··· Provided material
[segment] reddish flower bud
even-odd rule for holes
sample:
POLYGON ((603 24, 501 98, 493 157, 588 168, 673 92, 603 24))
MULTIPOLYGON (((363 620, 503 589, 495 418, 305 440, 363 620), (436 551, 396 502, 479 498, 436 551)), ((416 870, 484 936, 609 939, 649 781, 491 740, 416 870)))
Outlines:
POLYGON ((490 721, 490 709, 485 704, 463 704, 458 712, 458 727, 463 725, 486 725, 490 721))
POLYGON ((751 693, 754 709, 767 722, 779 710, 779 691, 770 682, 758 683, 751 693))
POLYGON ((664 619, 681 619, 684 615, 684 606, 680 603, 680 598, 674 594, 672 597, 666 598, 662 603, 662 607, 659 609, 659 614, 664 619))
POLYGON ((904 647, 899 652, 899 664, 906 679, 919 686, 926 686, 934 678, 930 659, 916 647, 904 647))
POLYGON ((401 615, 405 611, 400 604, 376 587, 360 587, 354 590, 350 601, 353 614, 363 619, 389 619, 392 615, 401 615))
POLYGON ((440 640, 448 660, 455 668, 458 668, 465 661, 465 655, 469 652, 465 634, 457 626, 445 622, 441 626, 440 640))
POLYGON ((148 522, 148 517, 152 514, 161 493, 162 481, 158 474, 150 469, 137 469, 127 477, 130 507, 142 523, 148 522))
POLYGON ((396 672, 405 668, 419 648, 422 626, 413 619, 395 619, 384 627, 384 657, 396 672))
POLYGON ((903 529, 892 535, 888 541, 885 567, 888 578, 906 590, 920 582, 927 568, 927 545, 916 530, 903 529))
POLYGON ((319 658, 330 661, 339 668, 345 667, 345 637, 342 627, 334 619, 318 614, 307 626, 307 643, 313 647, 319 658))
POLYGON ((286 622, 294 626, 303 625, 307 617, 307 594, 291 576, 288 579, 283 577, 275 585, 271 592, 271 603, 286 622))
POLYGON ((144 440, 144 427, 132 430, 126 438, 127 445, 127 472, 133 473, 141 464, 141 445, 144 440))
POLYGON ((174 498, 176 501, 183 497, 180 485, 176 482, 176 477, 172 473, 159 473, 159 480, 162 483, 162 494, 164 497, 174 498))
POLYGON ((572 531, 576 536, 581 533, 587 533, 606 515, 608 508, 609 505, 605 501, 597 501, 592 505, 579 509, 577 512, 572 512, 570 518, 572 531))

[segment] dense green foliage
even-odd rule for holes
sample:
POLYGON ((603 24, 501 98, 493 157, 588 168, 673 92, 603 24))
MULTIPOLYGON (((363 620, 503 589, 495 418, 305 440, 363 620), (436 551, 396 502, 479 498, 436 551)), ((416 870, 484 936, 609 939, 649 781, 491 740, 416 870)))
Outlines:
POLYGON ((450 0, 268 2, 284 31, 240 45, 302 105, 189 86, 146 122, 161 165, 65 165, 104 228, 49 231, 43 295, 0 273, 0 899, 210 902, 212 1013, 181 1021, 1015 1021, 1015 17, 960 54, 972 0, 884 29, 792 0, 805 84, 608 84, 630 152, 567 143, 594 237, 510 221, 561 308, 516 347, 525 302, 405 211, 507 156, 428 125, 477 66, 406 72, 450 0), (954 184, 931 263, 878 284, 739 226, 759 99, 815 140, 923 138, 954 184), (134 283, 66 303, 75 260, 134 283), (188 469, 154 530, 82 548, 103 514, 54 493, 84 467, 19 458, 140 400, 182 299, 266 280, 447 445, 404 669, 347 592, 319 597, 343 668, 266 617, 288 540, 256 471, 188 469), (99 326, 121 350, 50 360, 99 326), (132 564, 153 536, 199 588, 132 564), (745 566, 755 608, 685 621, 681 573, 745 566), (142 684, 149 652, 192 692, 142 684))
······
Problem to solve → Give back the entries exactly. Omit none of them.

Output →
[segment] reddish flower bud
even-odd rule for holes
sample:
POLYGON ((603 24, 501 98, 493 157, 588 168, 673 92, 603 24))
MULTIPOLYGON (((363 620, 503 589, 495 418, 305 440, 363 620), (436 551, 396 502, 479 498, 436 551)), ((416 870, 484 936, 609 939, 649 781, 491 740, 416 870)))
Outlines:
POLYGON ((490 721, 490 709, 485 704, 463 704, 458 712, 458 727, 463 725, 486 725, 490 721))
POLYGON ((751 693, 754 709, 767 722, 779 710, 779 691, 770 682, 758 683, 751 693))
POLYGON ((664 619, 681 619, 684 615, 684 606, 680 603, 680 598, 674 594, 672 597, 666 598, 662 603, 662 607, 659 609, 659 614, 664 619))
POLYGON ((904 647, 899 652, 899 664, 906 679, 919 686, 926 686, 934 678, 930 659, 916 647, 904 647))
POLYGON ((401 615, 405 611, 400 604, 376 587, 360 587, 354 590, 350 601, 353 614, 363 619, 389 619, 392 615, 401 615))
POLYGON ((440 640, 448 660, 455 668, 458 668, 465 661, 465 655, 469 652, 465 634, 457 626, 445 622, 441 626, 440 640))
POLYGON ((148 522, 148 517, 152 514, 161 493, 162 481, 158 474, 150 469, 137 469, 127 477, 130 507, 142 523, 148 522))
POLYGON ((396 672, 405 668, 419 648, 422 626, 413 619, 395 619, 384 627, 384 657, 396 672))
POLYGON ((903 529, 892 535, 888 541, 885 567, 888 578, 906 590, 920 582, 927 568, 927 545, 916 530, 903 529))
POLYGON ((319 658, 330 661, 339 668, 345 667, 345 637, 342 627, 334 619, 318 614, 307 626, 307 643, 313 647, 319 658))
POLYGON ((286 622, 294 626, 303 625, 307 617, 307 594, 291 576, 288 579, 283 577, 275 585, 271 592, 271 603, 286 622))
POLYGON ((144 440, 144 427, 132 430, 126 438, 127 445, 127 472, 133 473, 141 464, 141 445, 144 440))
POLYGON ((174 498, 176 501, 183 497, 180 485, 176 482, 176 477, 172 473, 159 473, 159 480, 162 483, 162 494, 164 497, 174 498))
POLYGON ((572 531, 576 536, 581 533, 587 533, 606 515, 608 508, 609 505, 605 501, 597 501, 592 505, 579 509, 577 512, 572 512, 570 518, 572 531))

[segment] dense green foliage
even-odd rule for holes
sample:
POLYGON ((603 24, 501 98, 493 157, 588 168, 673 92, 603 24))
MULTIPOLYGON (((363 620, 503 589, 495 418, 305 440, 363 620), (436 551, 396 502, 479 498, 436 551)), ((416 870, 484 936, 609 939, 649 781, 491 740, 416 870)))
Outlines:
POLYGON ((450 0, 268 2, 284 31, 240 45, 302 105, 189 86, 146 122, 161 165, 65 165, 104 228, 49 231, 43 295, 0 273, 0 899, 210 902, 212 1013, 181 1021, 1015 1021, 1015 17, 960 54, 972 0, 884 29, 792 0, 805 84, 608 84, 630 152, 567 143, 594 237, 510 221, 561 308, 516 347, 525 302, 405 211, 507 156, 428 125, 477 66, 406 72, 450 0), (954 184, 931 263, 878 284, 739 226, 759 99, 815 140, 923 138, 954 184), (134 283, 66 303, 75 260, 134 283), (188 469, 154 530, 82 548, 103 514, 54 493, 84 467, 19 458, 140 400, 182 299, 266 280, 447 445, 404 669, 347 592, 319 597, 343 668, 266 617, 288 540, 256 471, 188 469), (99 326, 121 350, 50 360, 99 326), (132 564, 153 536, 199 588, 132 564), (745 566, 755 608, 685 621, 681 573, 745 566), (142 684, 149 652, 192 692, 142 684))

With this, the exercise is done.